[Written exercise] Reproduce the stretch of the excerpt below from "Do you think" through "Iran as terrorist.", replacing "stereotyping" with "profiling".

[Selected passage]
+-------+

In addition to educating hundreds of citizens of Pakistan, Mortenson himself obtains an education. He begins to understand the culture and customs of the Muslims, Shiites and Sunnis. When September 11 occurs, he tries to help inform the American people of these traditions and the culture through journalists located in Pakistan. He notes that his message is never truly conveyed this way. Despite this, Mortenson understands the importance of tolerance and acceptance as opposed to fear and disdain, especially during times of trouble.

Three Cups of Tea tells an inspiring story. It shows that a one man’s acts of selflessness and tolerance can make a true difference and inspire hundreds of others to do the same.

My Pen Pals

I have two pen pals. One is named Linette Ramos. She works as the assistant news editor at a newspaper in Cebu City, the second largest city in the Philippines. Linette also covers city hall meetings.

Here is a conversation we had about the September 11 attacks:

Do you think 9/11 changed the American news media? What about in the Philippines?

Linette:

I think it’s not just the American media that changed after 9/11, and I guess you can say that it’s all the media in all countries that changed after US was attacked, although it was more evident in American media.

For one, personally I noticed that news magazines and other print media were giving more space and prominence to intelligence reports and correct me if I am wrong, stereotyping seemed to show in some news stories, and some are quick to identify bearded, Arab-looking individuals with ties to Afghanistan, Iraq and Iran as terrorist.

In the Philippines, journalists were also on the look out for materials on the JI, Abu Sayyaf and other breakaway groups of the Al Qaeda and were quick to report any threat to peace and order. Media organizations are also more conscious of their journalists’ safety, especially after a prominent and high-caliber broadcast journalist was kidnapped by the Abu Sayyaf.

+-------+

[Collected data]
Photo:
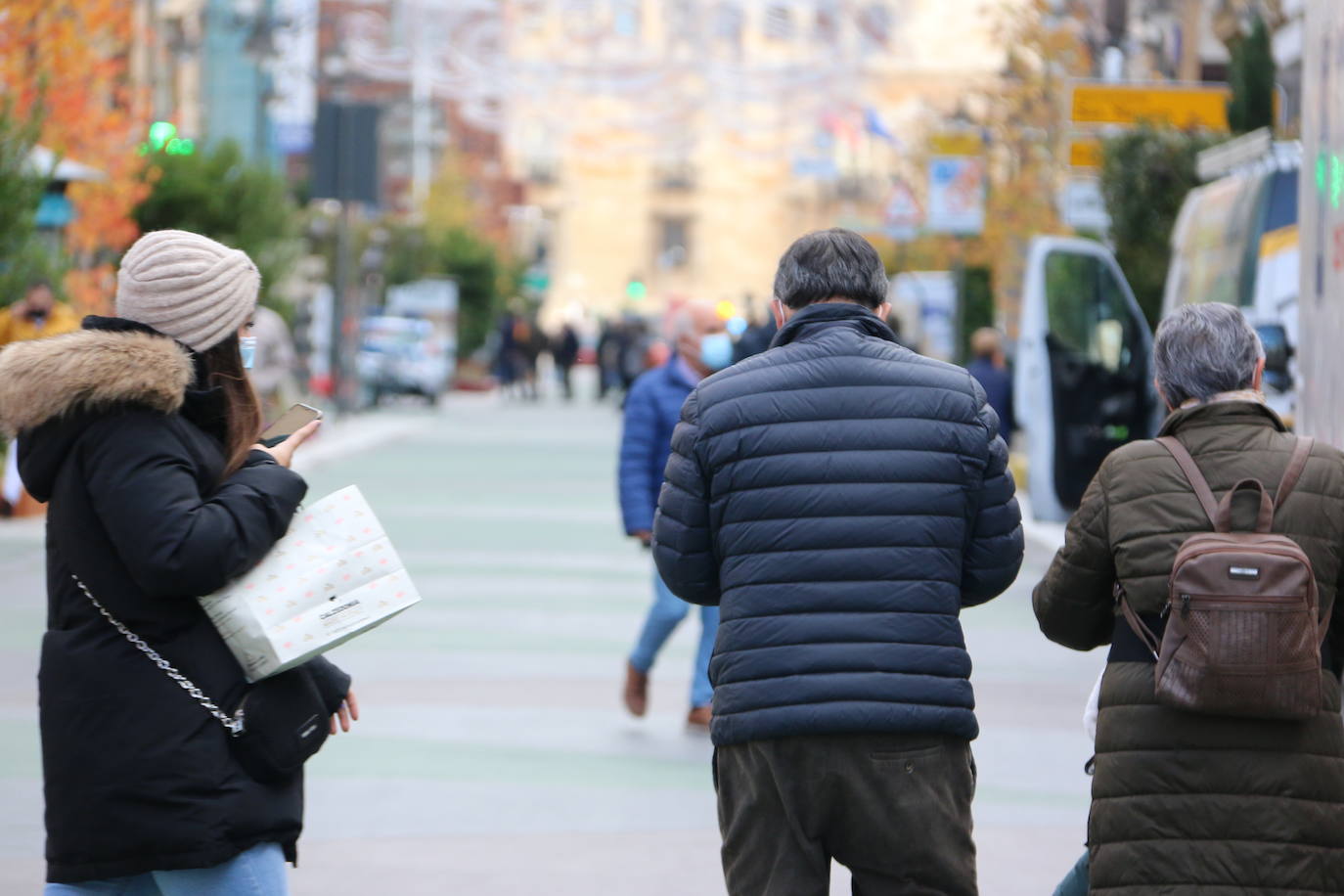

+-------+

[Solution]
Do you think 9/11 changed the American news media? What about in the Philippines?

Linette:

I think it’s not just the American media that changed after 9/11, and I guess you can say that it’s all the media in all countries that changed after US was attacked, although it was more evident in American media.

For one, personally I noticed that news magazines and other print media were giving more space and prominence to intelligence reports and correct me if I am wrong, profiling seemed to show in some news stories, and some are quick to identify bearded, Arab-looking individuals with ties to Afghanistan, Iraq and Iran as terrorist.